◆ **Labeled-object pointing entries**:
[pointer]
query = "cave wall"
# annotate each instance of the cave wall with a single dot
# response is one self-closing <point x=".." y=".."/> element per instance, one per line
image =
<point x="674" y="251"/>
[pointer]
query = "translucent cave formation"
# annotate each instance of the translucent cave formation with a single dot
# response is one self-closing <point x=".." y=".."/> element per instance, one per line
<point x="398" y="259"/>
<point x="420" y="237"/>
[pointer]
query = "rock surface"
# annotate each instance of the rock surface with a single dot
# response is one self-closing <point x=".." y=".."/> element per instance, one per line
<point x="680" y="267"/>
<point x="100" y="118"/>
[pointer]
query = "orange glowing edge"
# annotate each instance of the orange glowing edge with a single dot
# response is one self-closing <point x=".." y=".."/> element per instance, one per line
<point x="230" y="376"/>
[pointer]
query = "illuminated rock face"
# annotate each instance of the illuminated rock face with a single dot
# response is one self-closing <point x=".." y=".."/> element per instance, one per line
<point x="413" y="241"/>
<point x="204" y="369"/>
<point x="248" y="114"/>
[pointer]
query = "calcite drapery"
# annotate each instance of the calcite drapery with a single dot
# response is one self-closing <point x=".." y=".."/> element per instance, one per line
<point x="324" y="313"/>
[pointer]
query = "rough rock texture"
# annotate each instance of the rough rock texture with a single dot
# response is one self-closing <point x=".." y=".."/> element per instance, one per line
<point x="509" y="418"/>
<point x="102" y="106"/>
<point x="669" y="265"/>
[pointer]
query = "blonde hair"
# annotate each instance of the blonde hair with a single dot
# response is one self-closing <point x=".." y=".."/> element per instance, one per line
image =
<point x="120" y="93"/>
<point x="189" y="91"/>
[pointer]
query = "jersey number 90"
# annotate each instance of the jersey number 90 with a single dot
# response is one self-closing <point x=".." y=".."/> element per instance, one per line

◆ **THE EXERCISE**: Retype each record exactly, leaving nothing out.

◆ **ANSWER FOR THIS EXERCISE**:
[pointer]
query = "cave wall"
# annotate each instance of the cave wall with a single dot
# response is one self-closing <point x=".." y=".."/> element per instance, one per line
image =
<point x="674" y="251"/>
[pointer]
query = "translucent cave formation"
# annotate each instance of the translucent cave formation with a single dot
# response is one self-closing <point x=".." y=".."/> element per instance, one per line
<point x="398" y="259"/>
<point x="420" y="237"/>
[pointer]
query = "rock surface"
# annotate each instance of the rock surface with a single dot
# response is one self-closing <point x=".." y=".."/> element per instance, one per line
<point x="680" y="267"/>
<point x="100" y="118"/>
[pointer]
query = "orange glowing edge"
# annotate each instance of the orange glowing edge with a single dot
# response is one self-closing <point x=".." y=".."/> element per instance, one per line
<point x="230" y="376"/>
[pointer]
query = "illuminated rock face"
# annotate each instance of the illuminated rock face with a single dot
# response is one self-closing <point x=".." y=".."/> element per instance, one per line
<point x="413" y="241"/>
<point x="204" y="369"/>
<point x="248" y="114"/>
[pointer]
query = "calcite drapery"
# annotate each instance of the calcite drapery with a single dot
# response is one self-closing <point x=".." y=".."/> element per instance, one per line
<point x="324" y="313"/>
[pointer]
query = "rough rock texture"
# annotate each instance of the rough rock texture with a single dot
# response is one self-closing <point x=".." y=".."/> element per instance, one per line
<point x="509" y="418"/>
<point x="102" y="106"/>
<point x="669" y="265"/>
[pointer]
query = "blonde hair"
# annotate each instance of the blonde hair with a single dot
# response is one self-closing <point x=".." y=".."/> element per instance, one per line
image =
<point x="120" y="93"/>
<point x="189" y="91"/>
[pointer]
query = "jersey number 90"
# annotate each instance of the jersey number 90 with a single dot
# response is one self-closing <point x=".." y=".."/> element per instance, one per line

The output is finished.